- **DATASET RECORDS**:

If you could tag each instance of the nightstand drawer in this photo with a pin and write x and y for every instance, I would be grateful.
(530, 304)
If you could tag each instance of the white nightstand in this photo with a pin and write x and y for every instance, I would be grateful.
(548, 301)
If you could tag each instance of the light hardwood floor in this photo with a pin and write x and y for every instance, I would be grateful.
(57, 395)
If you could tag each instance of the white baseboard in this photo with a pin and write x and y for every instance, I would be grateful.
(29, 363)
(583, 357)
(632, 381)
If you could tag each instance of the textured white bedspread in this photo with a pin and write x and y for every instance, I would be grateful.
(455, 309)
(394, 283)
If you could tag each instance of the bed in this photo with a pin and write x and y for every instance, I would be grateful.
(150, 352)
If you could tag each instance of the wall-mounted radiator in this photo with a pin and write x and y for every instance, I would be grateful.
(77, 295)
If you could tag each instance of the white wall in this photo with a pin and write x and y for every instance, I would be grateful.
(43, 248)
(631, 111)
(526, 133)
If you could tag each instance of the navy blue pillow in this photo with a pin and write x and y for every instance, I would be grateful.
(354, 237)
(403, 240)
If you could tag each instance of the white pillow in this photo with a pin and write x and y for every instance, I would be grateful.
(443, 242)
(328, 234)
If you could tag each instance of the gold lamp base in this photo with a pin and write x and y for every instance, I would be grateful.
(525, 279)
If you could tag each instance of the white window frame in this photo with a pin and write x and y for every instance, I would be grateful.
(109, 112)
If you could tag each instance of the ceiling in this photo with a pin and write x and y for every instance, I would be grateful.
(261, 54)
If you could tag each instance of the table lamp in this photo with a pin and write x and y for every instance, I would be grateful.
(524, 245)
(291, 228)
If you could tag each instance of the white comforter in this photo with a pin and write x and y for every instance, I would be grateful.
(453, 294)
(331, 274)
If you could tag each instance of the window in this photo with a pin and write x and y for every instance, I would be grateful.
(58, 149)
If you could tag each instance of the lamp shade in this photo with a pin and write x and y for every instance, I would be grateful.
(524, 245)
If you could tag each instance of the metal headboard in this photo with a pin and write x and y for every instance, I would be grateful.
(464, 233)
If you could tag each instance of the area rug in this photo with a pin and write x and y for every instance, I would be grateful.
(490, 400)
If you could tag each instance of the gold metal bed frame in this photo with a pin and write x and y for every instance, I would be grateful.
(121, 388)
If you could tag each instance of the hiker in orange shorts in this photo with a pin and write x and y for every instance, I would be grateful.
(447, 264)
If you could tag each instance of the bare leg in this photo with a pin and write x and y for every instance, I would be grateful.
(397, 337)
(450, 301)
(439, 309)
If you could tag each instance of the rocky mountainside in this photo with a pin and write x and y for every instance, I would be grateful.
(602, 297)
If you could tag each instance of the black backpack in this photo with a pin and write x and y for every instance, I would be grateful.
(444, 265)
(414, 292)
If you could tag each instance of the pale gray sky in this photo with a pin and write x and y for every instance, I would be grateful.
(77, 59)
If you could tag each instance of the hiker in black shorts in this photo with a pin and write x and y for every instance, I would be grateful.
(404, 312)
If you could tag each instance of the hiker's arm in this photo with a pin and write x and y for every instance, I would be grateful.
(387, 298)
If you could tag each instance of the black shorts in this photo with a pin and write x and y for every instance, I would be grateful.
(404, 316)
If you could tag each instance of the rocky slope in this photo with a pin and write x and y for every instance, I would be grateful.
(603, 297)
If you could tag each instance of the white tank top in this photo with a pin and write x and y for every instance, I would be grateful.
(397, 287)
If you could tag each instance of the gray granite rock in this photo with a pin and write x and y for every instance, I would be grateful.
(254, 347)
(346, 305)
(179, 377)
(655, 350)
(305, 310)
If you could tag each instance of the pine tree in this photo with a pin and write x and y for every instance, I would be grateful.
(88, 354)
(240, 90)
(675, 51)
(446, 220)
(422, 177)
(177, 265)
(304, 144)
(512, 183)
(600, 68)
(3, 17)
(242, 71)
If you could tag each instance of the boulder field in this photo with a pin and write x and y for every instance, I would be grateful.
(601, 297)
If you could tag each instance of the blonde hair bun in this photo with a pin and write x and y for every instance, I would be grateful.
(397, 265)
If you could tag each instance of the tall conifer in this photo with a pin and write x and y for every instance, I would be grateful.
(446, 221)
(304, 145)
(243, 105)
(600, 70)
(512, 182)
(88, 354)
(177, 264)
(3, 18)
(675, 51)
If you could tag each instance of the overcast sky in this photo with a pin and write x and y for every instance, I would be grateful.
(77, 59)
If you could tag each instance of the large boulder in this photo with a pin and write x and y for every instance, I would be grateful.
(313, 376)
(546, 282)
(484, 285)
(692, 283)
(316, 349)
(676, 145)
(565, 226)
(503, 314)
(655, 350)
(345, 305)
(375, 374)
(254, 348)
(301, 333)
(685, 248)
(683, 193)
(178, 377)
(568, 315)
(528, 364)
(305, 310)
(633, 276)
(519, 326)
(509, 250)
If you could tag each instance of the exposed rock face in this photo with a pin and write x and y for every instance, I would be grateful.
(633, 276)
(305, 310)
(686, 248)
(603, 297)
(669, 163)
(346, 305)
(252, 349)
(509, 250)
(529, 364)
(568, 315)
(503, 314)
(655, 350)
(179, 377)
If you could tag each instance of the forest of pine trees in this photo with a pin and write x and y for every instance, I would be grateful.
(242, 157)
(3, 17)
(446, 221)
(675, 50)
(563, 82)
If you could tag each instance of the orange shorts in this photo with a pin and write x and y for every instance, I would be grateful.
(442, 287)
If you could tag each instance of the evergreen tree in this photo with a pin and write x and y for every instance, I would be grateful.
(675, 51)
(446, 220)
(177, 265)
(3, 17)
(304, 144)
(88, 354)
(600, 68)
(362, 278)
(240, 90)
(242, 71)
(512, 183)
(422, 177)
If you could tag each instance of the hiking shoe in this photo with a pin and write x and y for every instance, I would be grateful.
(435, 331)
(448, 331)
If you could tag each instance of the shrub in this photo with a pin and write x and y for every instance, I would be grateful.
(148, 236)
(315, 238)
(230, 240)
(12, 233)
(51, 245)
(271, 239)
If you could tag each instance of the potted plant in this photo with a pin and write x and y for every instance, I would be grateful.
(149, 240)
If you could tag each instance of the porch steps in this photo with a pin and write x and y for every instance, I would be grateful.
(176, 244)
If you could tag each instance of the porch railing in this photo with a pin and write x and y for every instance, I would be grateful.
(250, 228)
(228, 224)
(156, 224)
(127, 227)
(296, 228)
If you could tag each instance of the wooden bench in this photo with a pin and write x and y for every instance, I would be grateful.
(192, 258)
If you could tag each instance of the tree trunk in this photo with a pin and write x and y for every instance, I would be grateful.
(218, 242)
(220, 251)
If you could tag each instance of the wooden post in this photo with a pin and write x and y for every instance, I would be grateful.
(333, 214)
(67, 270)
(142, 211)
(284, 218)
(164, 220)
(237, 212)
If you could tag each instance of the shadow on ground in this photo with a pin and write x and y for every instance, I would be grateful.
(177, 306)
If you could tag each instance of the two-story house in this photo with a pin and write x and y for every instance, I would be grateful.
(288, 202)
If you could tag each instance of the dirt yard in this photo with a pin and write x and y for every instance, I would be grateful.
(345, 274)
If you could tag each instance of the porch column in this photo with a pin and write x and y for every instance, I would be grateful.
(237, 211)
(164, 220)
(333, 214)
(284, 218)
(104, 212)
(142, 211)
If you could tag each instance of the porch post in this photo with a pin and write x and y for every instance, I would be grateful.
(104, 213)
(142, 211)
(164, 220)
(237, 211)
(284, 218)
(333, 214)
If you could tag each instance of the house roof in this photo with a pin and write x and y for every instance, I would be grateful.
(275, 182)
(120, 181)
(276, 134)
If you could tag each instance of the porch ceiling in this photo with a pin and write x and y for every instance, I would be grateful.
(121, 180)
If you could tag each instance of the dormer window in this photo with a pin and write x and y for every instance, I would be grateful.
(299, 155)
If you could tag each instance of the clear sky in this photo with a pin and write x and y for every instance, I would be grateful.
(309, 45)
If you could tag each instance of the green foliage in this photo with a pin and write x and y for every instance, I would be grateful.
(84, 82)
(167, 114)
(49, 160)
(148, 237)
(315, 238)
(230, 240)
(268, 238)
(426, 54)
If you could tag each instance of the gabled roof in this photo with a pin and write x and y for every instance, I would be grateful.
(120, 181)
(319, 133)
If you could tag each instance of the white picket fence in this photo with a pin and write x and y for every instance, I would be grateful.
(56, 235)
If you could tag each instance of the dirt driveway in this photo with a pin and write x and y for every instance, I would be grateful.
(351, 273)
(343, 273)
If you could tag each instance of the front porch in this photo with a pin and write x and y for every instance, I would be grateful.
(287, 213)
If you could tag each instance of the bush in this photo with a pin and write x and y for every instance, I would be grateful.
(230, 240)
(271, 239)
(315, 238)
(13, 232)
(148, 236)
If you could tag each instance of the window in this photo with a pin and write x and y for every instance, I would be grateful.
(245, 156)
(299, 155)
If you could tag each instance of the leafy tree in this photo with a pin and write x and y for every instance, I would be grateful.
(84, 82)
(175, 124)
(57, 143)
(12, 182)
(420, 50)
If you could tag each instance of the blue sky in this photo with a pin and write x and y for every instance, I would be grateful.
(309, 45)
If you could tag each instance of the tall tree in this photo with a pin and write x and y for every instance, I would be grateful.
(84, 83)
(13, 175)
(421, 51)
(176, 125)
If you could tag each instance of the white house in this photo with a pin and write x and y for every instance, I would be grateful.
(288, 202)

- **GIVEN TASK**: Output exactly the lines between the one containing "If you could tag each instance of the white picket" and the final line above, both inclusive.

- **WRITTEN ANSWER**:
If you could tag each instance of the white picket fence in this photo with a pin and write x and y for every instance, I would be grateful.
(56, 235)
If you could tag each instance of the dirt driveway in this photo with a pin and write x and y for every instance, I would be grateful.
(351, 273)
(343, 273)
If you could tag each instance of the front porch in this photo with a pin and write x and y for every instance, I would be grateful.
(287, 213)
If you could tag each instance of the bush in this photo with a pin and write x and y for every instance, I would be grateful.
(230, 240)
(271, 239)
(315, 238)
(13, 232)
(148, 236)
If you could tag each instance of the window in this photo with a pin and write x and y for every instance, I would be grateful.
(245, 156)
(299, 155)
If you could tag each instance of the leafy tree in this photo with a pin and write x and y for every instance, I would be grateful.
(84, 82)
(175, 124)
(57, 143)
(12, 182)
(420, 50)
If you could tag each instance of the blue sky in this photo with a pin and write x and y for every instance, I would be grateful.
(309, 45)
If you could tag each instance of the tall tree in this photo with a pin and write x and y for every instance, I would be grateful.
(84, 83)
(13, 175)
(421, 51)
(176, 125)
If you could tag each instance of the white house in this photo with a pin and write x and y for every instance, I would be grateful.
(288, 202)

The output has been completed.